- PROBLEM 1:
Reproduce a passage from the HO station thread verbatim, beginning at the words "I first introduced" and ending after the words "from the box.".

- DOCUMENT EXCERPT:
# HO Station



## T-Man (May 16, 2008)

I first introduced the building here. Post 1090, a good find.

The building had no exterior overhang. I painted (grey primer) up a fig square cookie wraper and added a few toothpicks . I used some bamboo skewers to stiffen the roof (edges and the center) and added one to the building to support the roof.
I used elmers for the skewers and super glue for the toothpicks. A little sandstone paint to finish. Nothing fancy but it gets the job done.

Picture from the box.


----------



## tjcruiser (Jan 10, 2010)

Toothpicks and a cookie wrapper (?!?!?) ...

YOU ... ARE ... THE ... MAN !!!


----------



## T-Man (May 16, 2008)

*The door*

I just noticed the door is on the wrong side. It is here.









instead of here.









Attention to detail I guess.
The sides are on wrong, the back only has one door. So that is right and the roof is ok too.
Otherwise, it's a nice brick building.


----------



## justinjhnsn3 (Dec 4, 2010)

The door way issue is usaly becasue of scale. They most likly made this kit in other scales and used one of those pictures for the picture on the box. I have seen this issue on some n scale kits that the picture on the box was taken of an Ho scale kit.


----------

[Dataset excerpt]
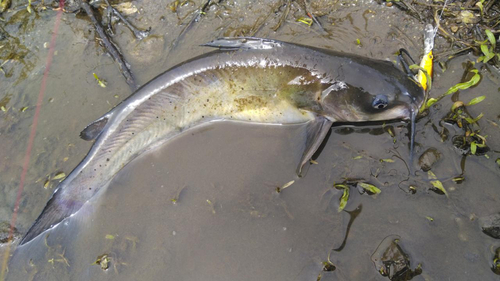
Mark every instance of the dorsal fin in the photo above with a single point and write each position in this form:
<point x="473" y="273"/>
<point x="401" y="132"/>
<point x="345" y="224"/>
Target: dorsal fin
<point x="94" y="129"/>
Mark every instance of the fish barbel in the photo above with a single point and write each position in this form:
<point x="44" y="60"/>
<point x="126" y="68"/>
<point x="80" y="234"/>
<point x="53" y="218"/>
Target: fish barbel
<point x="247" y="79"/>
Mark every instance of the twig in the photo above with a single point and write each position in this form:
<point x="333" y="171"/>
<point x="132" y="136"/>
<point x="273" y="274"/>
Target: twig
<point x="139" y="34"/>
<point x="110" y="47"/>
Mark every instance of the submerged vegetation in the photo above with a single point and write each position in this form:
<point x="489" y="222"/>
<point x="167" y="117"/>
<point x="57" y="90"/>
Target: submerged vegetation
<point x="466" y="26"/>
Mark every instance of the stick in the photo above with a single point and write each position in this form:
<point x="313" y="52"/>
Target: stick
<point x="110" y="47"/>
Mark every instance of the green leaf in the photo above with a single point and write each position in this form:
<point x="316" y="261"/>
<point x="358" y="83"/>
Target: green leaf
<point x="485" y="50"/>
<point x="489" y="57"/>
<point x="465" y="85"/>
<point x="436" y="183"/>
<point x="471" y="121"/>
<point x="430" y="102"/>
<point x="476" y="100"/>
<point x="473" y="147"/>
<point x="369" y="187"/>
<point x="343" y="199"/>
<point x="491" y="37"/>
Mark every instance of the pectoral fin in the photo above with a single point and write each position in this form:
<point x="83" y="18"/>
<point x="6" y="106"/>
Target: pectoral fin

- PROBLEM 2:
Write out, word for word, the lines of the dataset excerpt records from the line containing "Mark every instance of the pectoral" through the last line of the records.

- COMPLETE ANSWER 1:
I first introduced the building here. Post 1090, a good find.

The building had no exterior overhang. I painted (grey primer) up a fig square cookie wraper and added a few toothpicks . I used some bamboo skewers to stiffen the roof (edges and the center) and added one to the building to support the roof.
I used elmers for the skewers and super glue for the toothpicks. A little sandstone paint to finish. Nothing fancy but it gets the job done.

Picture from the box.

- COMPLETE ANSWER 2:
Mark every instance of the pectoral fin in the photo above with a single point and write each position in this form:
<point x="83" y="18"/>
<point x="6" y="106"/>
Target: pectoral fin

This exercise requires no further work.